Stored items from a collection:

# # #

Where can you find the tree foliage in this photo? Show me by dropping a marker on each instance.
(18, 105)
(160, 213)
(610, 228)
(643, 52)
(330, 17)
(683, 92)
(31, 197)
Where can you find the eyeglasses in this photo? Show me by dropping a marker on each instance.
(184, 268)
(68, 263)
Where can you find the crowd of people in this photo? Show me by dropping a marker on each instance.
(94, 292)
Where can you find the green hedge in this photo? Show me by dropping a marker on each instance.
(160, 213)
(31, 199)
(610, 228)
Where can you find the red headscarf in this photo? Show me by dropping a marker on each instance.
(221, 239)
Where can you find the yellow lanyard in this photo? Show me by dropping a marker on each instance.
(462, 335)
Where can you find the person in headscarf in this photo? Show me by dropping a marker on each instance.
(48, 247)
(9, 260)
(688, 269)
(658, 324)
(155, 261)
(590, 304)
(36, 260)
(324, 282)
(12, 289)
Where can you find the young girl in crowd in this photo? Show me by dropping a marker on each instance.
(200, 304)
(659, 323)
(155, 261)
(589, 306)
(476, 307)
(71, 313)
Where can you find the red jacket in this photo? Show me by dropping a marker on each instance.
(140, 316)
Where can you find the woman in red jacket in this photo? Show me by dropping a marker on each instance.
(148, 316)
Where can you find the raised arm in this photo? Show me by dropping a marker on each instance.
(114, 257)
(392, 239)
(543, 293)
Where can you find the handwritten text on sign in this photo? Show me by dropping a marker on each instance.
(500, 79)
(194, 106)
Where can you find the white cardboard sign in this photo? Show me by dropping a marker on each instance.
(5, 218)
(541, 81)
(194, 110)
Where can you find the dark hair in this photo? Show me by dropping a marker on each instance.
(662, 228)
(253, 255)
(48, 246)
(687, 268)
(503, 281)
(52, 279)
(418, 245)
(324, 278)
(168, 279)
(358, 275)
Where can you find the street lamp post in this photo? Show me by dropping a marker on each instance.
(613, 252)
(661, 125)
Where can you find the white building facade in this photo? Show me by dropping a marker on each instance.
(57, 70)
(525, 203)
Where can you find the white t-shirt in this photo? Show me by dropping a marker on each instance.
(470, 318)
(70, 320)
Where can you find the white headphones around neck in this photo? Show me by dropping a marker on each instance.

# # #

Work task: What's needed is an exact copy of every entry.

Worked solution:
Where can you find the tree foliage in this photo? Show me by dropping a marker on each instance.
(18, 105)
(160, 213)
(610, 228)
(643, 52)
(330, 17)
(683, 92)
(31, 197)
Where can you find the eyeglasses in this photo? Show me by dropping a marker on each instance.
(184, 268)
(68, 263)
Where can you find the crowd of people in this photo? Show me by dropping a marker on each instance.
(94, 292)
Where can you find the green hedge in this photo? Show me by dropping a marker on each instance.
(160, 213)
(31, 199)
(610, 228)
Where can you find the red headscarf in this photo? Show me by dropping a marker on each instance.
(221, 239)
Where can you find the yellow lanyard in this photo? Show me by dropping a marker on each instance.
(462, 335)
Where can you find the person in headscarf in this photo? Show me by dropping a marker on each instance.
(48, 247)
(9, 260)
(688, 269)
(658, 324)
(155, 261)
(590, 304)
(36, 260)
(324, 282)
(12, 289)
Where can you find the young girl in crowd in this photo? Show me by dropping a marker on each instance.
(200, 304)
(659, 323)
(155, 261)
(589, 306)
(476, 307)
(71, 313)
Where can you find the red jacket in this photo? Show me by dropping a marker on each instance.
(140, 316)
Where can you find the woman in red jacket in this photo? Show me by dropping a marker on each instance.
(148, 316)
Where can you find the raised arm in this photo? Show me by dropping a marker on each instance.
(114, 257)
(392, 239)
(543, 293)
Where can you find the handwritten text on sign in this photo? Show me by dropping a marker on each instance.
(500, 79)
(194, 106)
Where can you find the white cardboard sign in this photo? Show me by dropping a marker on each instance.
(5, 218)
(541, 81)
(194, 110)
Where can you find the dark hair in this photo? Show me by dropping a marker on each instance.
(662, 228)
(253, 255)
(48, 246)
(687, 268)
(503, 281)
(52, 279)
(418, 245)
(324, 278)
(168, 279)
(358, 275)
Where can you find the street lamp post in this photo? Show me by dropping a marker on each instance.
(613, 252)
(661, 125)
Where can you find the white building facade in this photo? Show me by dropping a marker on each instance.
(57, 70)
(525, 203)
Where can you find the white t-shirt in this photo? Show me by dropping a marker on each instance.
(470, 318)
(70, 320)
Where can you find the white headphones around neck in this photo? Show me by dropping a marker on each instance.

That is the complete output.